# Integrating products into my own webshops, or at least, fully customize my HTML and CSS?



## reddvinylene (Sep 2, 2008)

Hello hello!

I need full control over my webdesign, from the product listing all the way through to the checkout. But how? Are there any services that allows me to fully customize the shop they give me? Or perhaps they'll allow me to integrate their products directly into my existing webshops?

I know that Printfection, for instance, does not allow you to do this. Their customization is extremely limited, with invalid, poorly formatted and unnecessary HTML. They insult your intelligence by forcing your shop to use their website layout, as if they know what's best for you and your customers.

Can a fulfillment service really help me with this, or is my only option to buy wholesale and go off on my own?

Much obliged, and thanks!


----------



## Rodney (Nov 3, 2004)

> Can a fulfillment service really help me with this, or is my only option to buy wholesale and go off on my own?


For the kind of control you're looking for, it seems like this may be the best option. That way you make all the decisions about what happens.

Fulfillment is really for those people who don't mind the tradeoff of not controlling/managing some aspects of their business which allows them more free time to focus on other aspects (like designing and marketing).


----------



## kyrre (Feb 4, 2008)

I really appreciate those wise words, Rodney. Notion confirmed.


----------



## the funk (Aug 8, 2007)

reddvinylene said:


> Hello hello!
> 
> I need full control over my webdesign, from the product listing all the way through to the checkout. But how? Are there any services that allows me to fully customize the shop they give me? Or perhaps they'll allow me to integrate their products directly into my existing webshops?
> 
> ...


Sounds like what you need is a printer that dropships...not an all in one solution. 

The "traditional" fulfillment houses offer everything from a website, hosting, payment processing, customer service, printing, and dropshipping...where as a printer will print your order and dropship it.
________________________________________
Aim 1 — Update the records starting at the line containing "Category to detect: blonde hair" and ending at the line containing "[143,164,212,180]", replacing "chrome" with "silver" and leaving everything else unchanged.
The records that follow have no connection to the forum thread on customizing webshops.
________________________________________
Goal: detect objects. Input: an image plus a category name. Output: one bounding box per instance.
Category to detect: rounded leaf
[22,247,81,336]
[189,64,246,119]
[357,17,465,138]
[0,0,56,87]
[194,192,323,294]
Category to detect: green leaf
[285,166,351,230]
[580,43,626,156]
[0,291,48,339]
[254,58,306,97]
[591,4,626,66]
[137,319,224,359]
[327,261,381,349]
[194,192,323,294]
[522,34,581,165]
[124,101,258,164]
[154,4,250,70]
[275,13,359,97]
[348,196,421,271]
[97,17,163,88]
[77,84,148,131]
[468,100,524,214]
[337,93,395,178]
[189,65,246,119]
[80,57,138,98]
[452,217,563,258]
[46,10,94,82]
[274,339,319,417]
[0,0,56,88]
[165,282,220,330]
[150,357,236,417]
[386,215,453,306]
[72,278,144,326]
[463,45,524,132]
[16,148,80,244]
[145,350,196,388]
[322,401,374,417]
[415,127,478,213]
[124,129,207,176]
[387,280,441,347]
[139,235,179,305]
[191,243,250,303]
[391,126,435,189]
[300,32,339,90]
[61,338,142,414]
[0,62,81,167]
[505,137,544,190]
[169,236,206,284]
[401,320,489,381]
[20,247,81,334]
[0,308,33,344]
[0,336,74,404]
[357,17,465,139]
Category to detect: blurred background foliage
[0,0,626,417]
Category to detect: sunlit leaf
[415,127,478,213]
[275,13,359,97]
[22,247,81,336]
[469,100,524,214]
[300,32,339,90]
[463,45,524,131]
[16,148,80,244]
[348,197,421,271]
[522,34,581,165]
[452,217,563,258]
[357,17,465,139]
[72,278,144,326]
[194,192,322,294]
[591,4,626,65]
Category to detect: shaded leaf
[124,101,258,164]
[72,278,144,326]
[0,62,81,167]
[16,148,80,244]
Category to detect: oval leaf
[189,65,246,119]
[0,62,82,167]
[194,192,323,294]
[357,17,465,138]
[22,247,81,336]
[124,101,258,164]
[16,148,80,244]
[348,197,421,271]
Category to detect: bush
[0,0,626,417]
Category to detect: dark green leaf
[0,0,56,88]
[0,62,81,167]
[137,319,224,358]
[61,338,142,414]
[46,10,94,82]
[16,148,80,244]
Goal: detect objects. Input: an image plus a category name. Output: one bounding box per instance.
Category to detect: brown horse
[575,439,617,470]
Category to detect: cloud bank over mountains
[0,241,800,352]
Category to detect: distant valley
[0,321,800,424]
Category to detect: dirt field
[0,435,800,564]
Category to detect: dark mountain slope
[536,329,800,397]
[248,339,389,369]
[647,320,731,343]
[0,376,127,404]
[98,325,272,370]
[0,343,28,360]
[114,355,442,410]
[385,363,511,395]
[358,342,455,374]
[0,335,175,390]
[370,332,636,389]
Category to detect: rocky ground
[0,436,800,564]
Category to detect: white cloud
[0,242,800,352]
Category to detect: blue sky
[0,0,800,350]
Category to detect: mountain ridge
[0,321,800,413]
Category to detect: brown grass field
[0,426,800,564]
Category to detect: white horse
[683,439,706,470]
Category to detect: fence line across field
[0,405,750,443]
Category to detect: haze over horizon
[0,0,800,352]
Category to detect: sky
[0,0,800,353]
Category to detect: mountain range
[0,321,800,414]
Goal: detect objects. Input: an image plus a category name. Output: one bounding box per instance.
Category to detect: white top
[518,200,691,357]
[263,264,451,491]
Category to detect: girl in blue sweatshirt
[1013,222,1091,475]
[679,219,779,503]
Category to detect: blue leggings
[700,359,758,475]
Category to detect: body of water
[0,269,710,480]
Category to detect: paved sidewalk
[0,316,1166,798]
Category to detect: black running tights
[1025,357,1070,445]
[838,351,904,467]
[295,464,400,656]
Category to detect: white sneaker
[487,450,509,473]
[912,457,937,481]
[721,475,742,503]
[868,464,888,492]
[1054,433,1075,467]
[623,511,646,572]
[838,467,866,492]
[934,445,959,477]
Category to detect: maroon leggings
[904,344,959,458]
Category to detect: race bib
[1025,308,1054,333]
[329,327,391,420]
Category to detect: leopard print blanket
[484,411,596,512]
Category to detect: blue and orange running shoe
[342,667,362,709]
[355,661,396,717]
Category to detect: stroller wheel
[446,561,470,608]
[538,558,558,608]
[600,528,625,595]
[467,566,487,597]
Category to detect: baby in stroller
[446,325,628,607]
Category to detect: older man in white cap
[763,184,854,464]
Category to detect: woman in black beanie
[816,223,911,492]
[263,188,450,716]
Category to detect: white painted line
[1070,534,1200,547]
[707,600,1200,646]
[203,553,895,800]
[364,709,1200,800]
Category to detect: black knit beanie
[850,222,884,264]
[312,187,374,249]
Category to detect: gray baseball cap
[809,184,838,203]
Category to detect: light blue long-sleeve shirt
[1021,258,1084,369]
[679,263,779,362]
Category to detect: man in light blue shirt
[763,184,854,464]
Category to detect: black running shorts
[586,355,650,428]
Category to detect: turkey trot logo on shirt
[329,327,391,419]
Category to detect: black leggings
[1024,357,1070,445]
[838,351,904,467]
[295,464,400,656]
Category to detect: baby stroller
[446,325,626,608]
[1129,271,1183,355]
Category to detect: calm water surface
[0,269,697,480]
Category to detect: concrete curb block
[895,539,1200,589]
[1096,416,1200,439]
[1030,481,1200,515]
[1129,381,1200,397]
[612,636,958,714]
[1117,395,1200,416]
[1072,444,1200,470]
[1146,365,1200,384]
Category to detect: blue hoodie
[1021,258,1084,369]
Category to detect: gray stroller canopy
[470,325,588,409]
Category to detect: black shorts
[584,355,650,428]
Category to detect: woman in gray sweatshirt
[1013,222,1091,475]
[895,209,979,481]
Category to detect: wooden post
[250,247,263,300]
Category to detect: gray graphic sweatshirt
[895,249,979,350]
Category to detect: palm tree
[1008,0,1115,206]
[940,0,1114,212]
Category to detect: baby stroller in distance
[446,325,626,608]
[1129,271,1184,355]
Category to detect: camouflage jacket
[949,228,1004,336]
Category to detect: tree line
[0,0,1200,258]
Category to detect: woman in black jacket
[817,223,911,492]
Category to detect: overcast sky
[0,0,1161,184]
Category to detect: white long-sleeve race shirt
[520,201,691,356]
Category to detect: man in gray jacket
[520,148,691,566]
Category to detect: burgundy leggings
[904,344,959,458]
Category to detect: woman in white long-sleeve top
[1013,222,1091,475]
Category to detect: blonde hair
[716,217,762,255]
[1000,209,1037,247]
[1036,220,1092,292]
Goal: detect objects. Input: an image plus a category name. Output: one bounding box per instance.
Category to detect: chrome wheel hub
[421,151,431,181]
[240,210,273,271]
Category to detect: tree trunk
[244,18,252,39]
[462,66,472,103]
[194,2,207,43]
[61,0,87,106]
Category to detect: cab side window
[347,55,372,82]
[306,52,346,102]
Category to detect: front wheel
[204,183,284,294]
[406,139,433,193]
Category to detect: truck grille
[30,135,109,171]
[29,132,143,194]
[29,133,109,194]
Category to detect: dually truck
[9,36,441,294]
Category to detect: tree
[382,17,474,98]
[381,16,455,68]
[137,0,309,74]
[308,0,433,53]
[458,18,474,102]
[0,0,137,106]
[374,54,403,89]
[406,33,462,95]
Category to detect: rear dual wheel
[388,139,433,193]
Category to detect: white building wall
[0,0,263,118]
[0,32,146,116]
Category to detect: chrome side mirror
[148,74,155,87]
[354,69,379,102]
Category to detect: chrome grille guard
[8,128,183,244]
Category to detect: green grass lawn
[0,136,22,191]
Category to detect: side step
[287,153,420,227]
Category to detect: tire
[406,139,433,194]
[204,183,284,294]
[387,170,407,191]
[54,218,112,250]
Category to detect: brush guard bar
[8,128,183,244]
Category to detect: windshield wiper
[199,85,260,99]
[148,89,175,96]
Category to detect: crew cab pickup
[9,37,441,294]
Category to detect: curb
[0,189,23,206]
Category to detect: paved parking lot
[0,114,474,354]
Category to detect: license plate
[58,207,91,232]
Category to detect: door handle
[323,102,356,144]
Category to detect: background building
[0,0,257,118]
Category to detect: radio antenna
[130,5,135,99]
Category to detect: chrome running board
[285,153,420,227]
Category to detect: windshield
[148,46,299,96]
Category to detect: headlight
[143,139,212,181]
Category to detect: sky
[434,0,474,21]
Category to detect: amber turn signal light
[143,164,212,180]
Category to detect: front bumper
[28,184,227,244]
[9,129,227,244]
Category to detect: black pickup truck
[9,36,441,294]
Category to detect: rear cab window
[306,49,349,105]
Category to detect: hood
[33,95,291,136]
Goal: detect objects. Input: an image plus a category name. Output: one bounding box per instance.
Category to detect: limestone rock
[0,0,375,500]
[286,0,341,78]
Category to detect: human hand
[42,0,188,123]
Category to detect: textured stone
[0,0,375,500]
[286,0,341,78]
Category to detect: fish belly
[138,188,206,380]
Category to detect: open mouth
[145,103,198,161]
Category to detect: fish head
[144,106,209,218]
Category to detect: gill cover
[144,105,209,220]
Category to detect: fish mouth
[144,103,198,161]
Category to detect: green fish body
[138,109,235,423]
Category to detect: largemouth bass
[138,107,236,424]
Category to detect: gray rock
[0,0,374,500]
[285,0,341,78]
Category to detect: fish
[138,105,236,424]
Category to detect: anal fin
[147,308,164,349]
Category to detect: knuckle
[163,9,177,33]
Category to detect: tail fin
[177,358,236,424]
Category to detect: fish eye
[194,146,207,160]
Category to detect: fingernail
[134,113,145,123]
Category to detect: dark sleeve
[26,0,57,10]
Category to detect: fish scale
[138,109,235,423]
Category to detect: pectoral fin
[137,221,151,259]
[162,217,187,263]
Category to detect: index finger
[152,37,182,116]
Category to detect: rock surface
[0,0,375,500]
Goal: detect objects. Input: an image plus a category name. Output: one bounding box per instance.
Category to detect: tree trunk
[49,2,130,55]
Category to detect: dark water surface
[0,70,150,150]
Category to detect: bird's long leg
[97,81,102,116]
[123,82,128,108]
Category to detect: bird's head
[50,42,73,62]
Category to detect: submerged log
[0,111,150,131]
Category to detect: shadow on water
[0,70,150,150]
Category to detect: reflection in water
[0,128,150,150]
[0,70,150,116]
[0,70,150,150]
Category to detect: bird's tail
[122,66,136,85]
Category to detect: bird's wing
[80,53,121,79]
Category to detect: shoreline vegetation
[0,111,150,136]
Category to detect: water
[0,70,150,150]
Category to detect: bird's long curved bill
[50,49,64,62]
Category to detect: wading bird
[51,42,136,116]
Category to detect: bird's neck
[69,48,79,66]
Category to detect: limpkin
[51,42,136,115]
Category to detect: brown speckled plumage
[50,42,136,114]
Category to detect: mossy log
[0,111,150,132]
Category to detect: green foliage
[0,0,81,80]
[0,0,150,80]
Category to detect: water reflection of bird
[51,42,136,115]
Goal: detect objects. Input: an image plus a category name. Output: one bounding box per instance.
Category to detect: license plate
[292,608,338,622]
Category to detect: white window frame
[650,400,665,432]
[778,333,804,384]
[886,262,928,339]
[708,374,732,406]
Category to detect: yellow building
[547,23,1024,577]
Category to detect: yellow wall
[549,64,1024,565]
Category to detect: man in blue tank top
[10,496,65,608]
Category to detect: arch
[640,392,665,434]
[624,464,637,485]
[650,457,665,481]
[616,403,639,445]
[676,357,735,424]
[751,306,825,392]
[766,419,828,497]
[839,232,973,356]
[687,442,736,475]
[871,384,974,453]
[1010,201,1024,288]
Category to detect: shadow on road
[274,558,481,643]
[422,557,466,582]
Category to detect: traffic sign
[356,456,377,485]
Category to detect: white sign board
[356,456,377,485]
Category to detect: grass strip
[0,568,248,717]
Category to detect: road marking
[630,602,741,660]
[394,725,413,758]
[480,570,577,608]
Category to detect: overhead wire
________________________________________
Aim 2 — Reproduce the passage of the webshop forum thread starting at "Sounds like what" and ending at "and dropship it.".

Task answer 1 —
Category to detect: blonde hair
[716,217,762,255]
[1000,209,1037,247]
[1036,220,1092,292]
Goal: detect objects. Input: an image plus a category name. Output: one bounding box per instance.
Category to detect: silver wheel hub
[421,151,431,181]
[240,210,273,271]
Category to detect: tree trunk
[244,18,252,39]
[462,66,472,103]
[194,2,207,43]
[61,0,87,106]
Category to detect: cab side window
[347,55,372,82]
[306,52,346,102]
Category to detect: front wheel
[204,183,284,294]
[406,139,433,193]
Category to detect: truck grille
[30,135,109,171]
[29,132,143,194]
[29,133,109,194]
Category to detect: dually truck
[9,36,441,294]
Category to detect: tree
[382,17,474,98]
[381,16,455,68]
[137,0,309,74]
[308,0,433,53]
[458,18,474,102]
[0,0,137,106]
[374,54,403,89]
[406,33,462,95]
Category to detect: rear dual wheel
[388,139,433,193]
Category to detect: white building wall
[0,0,263,118]
[0,32,146,116]
Category to detect: silver side mirror
[148,74,155,87]
[354,69,379,102]
Category to detect: silver grille guard
[8,128,183,244]
Category to detect: green grass lawn
[0,136,22,191]
Category to detect: side step
[287,153,420,227]
Category to detect: tire
[406,139,433,194]
[204,183,284,294]
[387,170,407,191]
[54,218,112,250]
Category to detect: brush guard bar
[8,128,183,244]
Category to detect: windshield wiper
[199,85,260,99]
[148,89,175,96]
Category to detect: crew cab pickup
[9,37,441,294]
Category to detect: curb
[0,189,23,206]
Category to detect: paved parking lot
[0,114,474,354]
Category to detect: license plate
[58,207,91,232]
Category to detect: door handle
[323,102,356,144]
Category to detect: background building
[0,0,257,118]
Category to detect: radio antenna
[130,5,135,99]
Category to detect: silver running board
[285,153,420,227]
Category to detect: windshield
[148,46,299,96]
Category to detect: headlight
[143,139,212,181]
Category to detect: sky
[434,0,474,21]
Category to detect: amber turn signal light
[143,164,212,180]

Task answer 2 —
Sounds like what you need is a printer that dropships...not an all in one solution. 

The "traditional" fulfillment houses offer everything from a website, hosting, payment processing, customer service, printing, and dropshipping...where as a printer will print your order and dropship it.